#### [Task statement]
List each line in the rows below that contains the word "standing", copying every such line in full.
———
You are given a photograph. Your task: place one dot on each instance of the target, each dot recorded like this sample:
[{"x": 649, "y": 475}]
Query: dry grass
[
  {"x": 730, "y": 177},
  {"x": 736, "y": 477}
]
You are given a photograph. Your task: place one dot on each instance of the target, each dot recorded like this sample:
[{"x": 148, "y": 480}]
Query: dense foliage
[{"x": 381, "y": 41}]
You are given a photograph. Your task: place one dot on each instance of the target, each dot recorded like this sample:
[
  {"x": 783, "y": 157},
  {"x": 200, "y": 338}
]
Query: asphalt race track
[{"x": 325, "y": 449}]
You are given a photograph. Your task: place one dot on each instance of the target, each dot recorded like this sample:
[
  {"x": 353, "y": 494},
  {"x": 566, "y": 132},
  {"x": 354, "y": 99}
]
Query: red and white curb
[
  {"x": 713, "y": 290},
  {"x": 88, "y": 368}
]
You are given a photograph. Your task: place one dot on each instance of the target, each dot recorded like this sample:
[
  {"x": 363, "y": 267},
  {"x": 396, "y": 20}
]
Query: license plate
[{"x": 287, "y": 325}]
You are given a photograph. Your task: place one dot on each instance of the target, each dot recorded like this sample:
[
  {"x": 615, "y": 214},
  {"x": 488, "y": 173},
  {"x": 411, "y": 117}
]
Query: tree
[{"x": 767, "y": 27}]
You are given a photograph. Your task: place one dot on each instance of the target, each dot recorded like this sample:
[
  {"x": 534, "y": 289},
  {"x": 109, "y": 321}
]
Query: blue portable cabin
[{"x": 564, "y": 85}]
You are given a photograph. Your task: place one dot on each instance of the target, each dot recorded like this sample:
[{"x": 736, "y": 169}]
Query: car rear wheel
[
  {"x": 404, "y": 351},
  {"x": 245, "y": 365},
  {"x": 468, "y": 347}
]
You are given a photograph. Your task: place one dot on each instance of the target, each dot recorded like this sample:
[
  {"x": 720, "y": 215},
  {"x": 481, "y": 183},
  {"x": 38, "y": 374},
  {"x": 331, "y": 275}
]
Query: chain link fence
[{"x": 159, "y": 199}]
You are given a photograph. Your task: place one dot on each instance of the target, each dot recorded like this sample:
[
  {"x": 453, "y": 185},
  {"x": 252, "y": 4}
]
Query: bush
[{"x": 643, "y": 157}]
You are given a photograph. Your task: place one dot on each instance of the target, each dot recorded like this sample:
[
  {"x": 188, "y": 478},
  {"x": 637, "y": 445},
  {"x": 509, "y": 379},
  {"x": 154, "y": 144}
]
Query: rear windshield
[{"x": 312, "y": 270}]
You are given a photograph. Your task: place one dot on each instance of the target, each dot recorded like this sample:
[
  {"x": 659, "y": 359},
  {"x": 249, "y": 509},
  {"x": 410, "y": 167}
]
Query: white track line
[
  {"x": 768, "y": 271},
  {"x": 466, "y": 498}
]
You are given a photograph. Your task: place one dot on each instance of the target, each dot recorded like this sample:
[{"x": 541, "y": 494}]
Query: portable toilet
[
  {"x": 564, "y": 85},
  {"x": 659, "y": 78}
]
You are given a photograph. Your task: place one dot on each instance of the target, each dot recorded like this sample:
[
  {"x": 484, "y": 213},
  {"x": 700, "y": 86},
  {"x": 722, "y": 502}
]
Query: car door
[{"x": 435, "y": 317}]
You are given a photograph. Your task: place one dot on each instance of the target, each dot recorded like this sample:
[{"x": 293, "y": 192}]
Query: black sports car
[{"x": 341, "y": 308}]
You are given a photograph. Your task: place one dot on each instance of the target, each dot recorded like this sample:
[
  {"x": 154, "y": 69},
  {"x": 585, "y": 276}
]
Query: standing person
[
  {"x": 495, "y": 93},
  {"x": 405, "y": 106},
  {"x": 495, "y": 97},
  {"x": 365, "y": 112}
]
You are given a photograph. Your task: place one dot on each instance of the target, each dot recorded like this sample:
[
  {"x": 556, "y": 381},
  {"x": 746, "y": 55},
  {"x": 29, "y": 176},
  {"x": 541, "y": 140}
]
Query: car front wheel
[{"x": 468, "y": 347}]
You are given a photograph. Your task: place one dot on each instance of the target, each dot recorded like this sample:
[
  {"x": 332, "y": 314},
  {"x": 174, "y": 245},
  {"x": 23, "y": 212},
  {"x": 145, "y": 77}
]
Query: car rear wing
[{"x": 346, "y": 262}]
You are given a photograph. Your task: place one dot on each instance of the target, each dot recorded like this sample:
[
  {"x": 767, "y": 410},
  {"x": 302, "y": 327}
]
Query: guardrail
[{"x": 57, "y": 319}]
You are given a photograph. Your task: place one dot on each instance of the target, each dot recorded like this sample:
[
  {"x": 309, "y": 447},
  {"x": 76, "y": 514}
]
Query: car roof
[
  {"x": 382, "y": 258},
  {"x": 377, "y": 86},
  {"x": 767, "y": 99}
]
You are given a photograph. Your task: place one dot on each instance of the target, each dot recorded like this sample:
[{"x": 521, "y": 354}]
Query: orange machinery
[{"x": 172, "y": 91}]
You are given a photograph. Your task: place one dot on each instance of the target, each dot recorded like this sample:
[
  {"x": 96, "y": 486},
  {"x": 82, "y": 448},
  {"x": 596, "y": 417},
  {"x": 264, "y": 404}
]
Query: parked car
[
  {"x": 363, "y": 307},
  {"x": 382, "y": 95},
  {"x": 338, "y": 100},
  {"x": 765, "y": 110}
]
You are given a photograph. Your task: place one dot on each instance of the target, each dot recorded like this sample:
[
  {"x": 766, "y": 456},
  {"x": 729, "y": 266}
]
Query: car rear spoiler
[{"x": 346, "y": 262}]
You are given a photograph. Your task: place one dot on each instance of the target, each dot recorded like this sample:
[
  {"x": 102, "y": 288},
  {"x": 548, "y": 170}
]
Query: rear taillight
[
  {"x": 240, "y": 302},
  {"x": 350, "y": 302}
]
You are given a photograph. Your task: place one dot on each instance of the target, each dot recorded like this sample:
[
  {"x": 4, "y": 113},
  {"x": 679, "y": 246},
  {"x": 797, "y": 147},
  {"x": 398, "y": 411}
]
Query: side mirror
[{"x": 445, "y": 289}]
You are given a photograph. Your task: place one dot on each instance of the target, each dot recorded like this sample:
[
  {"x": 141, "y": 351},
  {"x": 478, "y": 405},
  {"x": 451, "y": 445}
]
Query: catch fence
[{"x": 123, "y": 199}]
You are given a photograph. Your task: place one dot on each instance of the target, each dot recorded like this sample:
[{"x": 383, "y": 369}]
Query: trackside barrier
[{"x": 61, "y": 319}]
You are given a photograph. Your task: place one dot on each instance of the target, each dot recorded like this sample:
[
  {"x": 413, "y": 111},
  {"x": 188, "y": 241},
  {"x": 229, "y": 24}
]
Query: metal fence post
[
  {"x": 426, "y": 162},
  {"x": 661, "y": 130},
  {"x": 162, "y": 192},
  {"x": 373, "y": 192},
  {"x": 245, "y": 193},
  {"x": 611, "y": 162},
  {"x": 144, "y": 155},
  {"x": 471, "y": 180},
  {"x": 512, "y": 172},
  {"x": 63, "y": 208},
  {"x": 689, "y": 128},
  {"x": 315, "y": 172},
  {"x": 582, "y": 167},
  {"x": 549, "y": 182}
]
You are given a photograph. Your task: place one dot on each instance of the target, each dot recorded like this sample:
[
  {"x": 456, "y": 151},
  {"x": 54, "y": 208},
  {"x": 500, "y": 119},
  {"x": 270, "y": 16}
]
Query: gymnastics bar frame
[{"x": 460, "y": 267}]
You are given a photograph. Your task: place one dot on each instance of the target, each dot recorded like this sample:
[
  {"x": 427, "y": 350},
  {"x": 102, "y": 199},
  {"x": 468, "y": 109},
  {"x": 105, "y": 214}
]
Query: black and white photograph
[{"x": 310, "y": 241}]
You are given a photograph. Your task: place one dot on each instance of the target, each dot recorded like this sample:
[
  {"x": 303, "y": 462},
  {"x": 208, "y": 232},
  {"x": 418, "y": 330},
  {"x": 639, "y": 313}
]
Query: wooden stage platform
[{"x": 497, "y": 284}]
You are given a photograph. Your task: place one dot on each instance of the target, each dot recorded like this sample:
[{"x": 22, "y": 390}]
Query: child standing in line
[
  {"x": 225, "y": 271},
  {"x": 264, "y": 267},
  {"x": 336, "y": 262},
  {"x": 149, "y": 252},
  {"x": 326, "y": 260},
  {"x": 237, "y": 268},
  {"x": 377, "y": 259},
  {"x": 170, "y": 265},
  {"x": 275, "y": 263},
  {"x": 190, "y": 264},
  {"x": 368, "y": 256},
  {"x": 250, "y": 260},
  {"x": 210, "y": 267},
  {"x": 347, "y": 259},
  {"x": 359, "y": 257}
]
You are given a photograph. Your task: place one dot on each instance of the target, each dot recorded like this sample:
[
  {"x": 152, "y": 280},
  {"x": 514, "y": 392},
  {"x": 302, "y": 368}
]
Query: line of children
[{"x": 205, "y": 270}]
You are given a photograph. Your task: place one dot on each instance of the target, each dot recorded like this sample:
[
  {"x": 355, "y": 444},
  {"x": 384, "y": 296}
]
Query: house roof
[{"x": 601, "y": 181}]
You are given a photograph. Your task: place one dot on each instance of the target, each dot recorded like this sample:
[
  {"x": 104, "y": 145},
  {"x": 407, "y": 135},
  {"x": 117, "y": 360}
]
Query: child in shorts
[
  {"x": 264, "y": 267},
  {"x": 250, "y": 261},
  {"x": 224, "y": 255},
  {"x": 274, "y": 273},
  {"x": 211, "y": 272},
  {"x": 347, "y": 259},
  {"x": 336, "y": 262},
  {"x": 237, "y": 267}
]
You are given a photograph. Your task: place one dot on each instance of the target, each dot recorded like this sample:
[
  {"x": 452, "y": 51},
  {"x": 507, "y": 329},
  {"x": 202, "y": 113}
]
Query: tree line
———
#### [Solution for this exercise]
Query: standing person
Query: child standing in line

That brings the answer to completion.